Exercise objective —
Keep the wording of each record exactly the same when you repeat it, and leave out pictures.

════

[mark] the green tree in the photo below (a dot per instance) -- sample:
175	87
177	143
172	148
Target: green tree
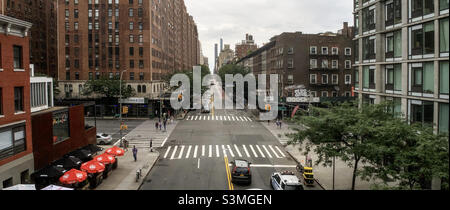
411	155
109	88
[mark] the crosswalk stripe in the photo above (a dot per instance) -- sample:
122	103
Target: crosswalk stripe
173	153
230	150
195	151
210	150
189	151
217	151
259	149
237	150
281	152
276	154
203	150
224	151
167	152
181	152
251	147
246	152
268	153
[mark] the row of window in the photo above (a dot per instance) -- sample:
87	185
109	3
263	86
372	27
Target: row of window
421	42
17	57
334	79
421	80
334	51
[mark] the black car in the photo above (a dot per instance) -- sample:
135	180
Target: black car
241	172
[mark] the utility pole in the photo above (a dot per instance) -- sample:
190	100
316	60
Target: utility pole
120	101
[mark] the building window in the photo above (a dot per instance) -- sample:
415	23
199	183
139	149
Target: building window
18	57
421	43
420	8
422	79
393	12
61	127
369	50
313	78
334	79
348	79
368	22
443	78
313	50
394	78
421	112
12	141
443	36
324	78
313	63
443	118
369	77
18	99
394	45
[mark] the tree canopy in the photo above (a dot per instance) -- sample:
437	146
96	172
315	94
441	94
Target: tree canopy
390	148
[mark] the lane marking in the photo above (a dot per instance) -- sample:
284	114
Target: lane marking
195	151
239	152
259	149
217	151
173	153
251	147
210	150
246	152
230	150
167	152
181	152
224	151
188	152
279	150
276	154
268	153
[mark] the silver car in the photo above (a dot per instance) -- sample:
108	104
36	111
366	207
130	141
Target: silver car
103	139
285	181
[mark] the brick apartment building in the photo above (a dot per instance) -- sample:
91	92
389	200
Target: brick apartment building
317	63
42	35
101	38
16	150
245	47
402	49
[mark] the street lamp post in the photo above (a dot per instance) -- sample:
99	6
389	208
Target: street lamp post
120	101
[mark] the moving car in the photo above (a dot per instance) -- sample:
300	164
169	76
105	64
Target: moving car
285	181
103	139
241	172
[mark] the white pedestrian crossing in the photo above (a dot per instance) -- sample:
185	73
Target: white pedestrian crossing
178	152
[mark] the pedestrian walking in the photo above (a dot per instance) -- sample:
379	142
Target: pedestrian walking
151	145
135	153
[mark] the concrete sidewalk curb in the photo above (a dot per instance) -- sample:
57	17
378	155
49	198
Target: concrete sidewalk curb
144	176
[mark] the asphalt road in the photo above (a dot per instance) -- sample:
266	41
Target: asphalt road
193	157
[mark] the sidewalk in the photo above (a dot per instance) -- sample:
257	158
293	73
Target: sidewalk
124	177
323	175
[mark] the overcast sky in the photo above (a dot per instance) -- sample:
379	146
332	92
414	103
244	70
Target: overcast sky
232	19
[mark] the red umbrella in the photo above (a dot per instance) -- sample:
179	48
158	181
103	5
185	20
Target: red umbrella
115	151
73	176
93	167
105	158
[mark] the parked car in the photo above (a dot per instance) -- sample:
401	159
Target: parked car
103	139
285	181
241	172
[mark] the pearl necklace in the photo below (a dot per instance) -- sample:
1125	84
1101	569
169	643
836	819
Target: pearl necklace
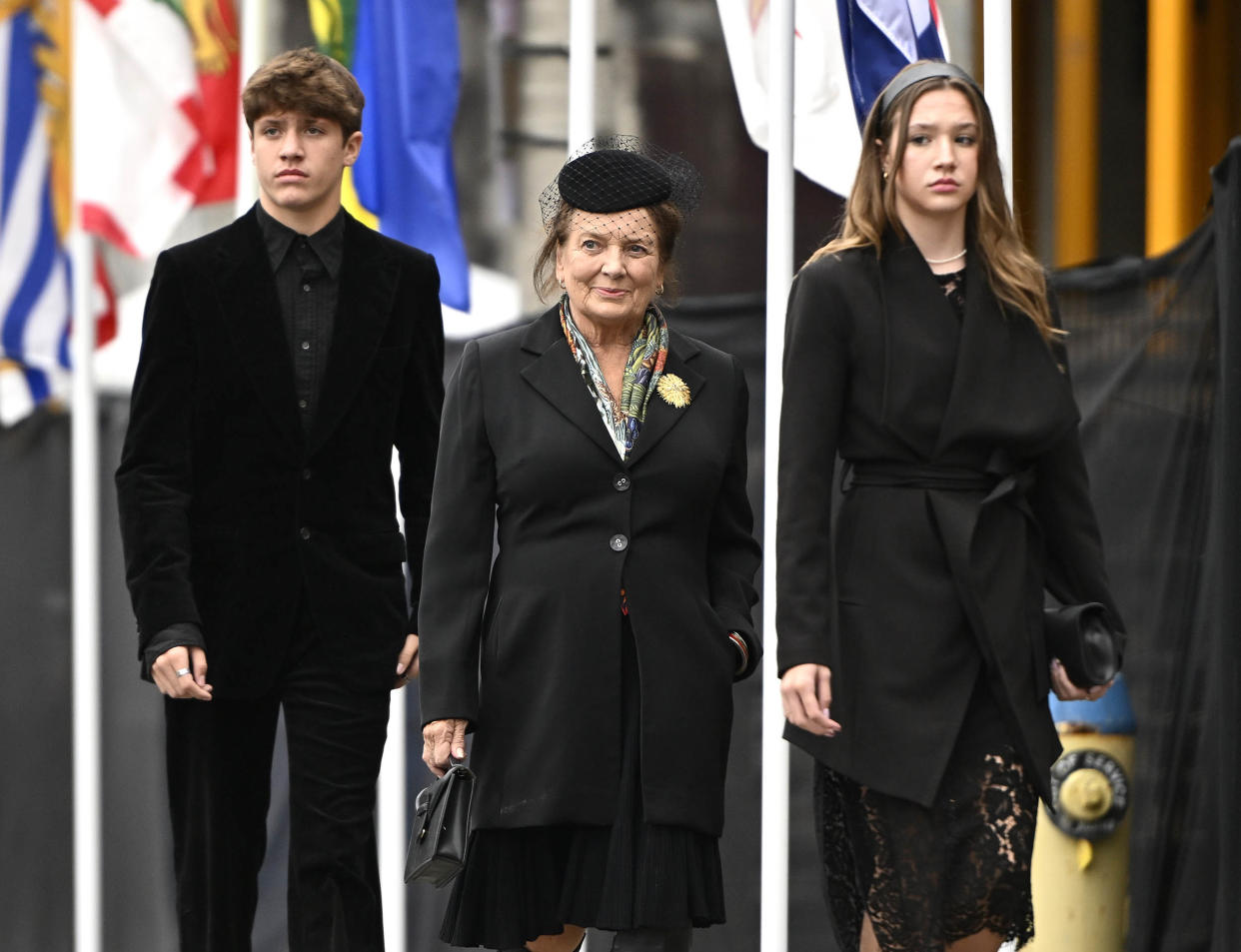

════

Response to this task —
[mark] the green tree in the photo below (a dot per instance) -- sample:
175	87
177	143
172	148
Target: green tree
411	155
109	88
[mark] the crosswalk stripe in the photo above (a dot per instance) -- sample:
122	103
Target: crosswalk stripe
173	153
230	150
195	151
210	150
189	151
217	151
259	149
237	150
281	152
276	154
203	150
224	151
167	152
181	152
251	147
246	152
268	153
[mark] the row of window in the photo above (a dot per instance) -- sample:
87	185
109	3
263	86
372	27
Target: row of window
421	42
17	57
334	79
421	80
334	51
[mark] the black car in the photo above (a dot per instance) -- sample:
135	180
Target: black car
241	172
[mark] the utility pole in the photo above (a dot per instance) -- sample:
190	100
316	60
Target: utility pole
120	101
[mark] the building window in the photo above (a dot per instance) -- sample:
415	23
199	183
139	149
Target: building window
18	57
421	43
420	8
422	79
393	12
61	127
369	50
313	78
334	79
348	79
368	22
443	78
313	50
394	78
421	112
12	141
443	36
324	78
313	63
443	118
369	77
18	99
394	45
[mark] the tree canopy in the photo above (a dot per instance) -- sample:
437	146
96	172
315	94
441	94
Target: tree canopy
390	148
[mark] the lane marking in the photo above (a dot per instance) -- sample:
284	114
Target: lane marking
195	151
239	152
259	149
217	151
173	153
251	147
210	150
246	152
230	150
167	152
181	152
224	151
188	152
279	150
276	154
268	153
[mark] the silver car in the photo above (a dot per instance) -- sample:
108	104
36	111
366	207
130	141
Target: silver car
103	139
285	181
[mark] the brick apartment building in the photo above (a dot per instance) -- sample:
91	92
389	200
Target: brick apartment building
317	63
42	35
101	38
16	150
245	47
402	49
[mark] the street lamp post in the photo above (a dot per instance) -- sample:
99	6
389	208
Target: street lamp post
120	101
[mark] the moving car in the photo above (a dot per instance) -- sample:
300	164
169	76
105	64
Target: moving car
285	181
103	139
241	172
[mark] the white pedestrian crossing in the photo above (a dot per instance) -- sample:
185	73
Target: white pedestrian crossing
178	152
[mark] the pedestrian walking in the photo above (a dot per instance) -- sample:
379	142
Target: pedestrian walking
151	145
135	153
[mark] the concrete sidewalk curb in the photo above (a dot per instance) -- sample:
57	17
378	155
49	198
Target: concrete sidewalk curb
144	176
[mark] the asphalt road in the photo above (a dot per instance) -- sample:
266	41
Target: asphalt road
193	157
[mark] the sidewalk in the photo above (a dot per instance) -- sample:
257	158
293	73
Target: sidewalk
124	177
323	175
[mark] the overcast sky in the photo above (a dot per instance) -- sample:
379	146
332	92
414	103
244	70
Target: overcast sky
232	19
[mark] the red umbrella in the photo above (a dot per instance) -- sample:
179	48
158	181
103	5
185	20
Target: red umbrella
115	151
73	176
93	167
105	158
[mark] the parked car in the photo above (a dot per instance) -- sample:
401	159
Target: parked car
103	139
285	181
241	172
[mark] the pearl necklace in the photo below (a dot per instance) -- sample:
1125	84
1101	569
169	643
836	819
Target: pearl necklace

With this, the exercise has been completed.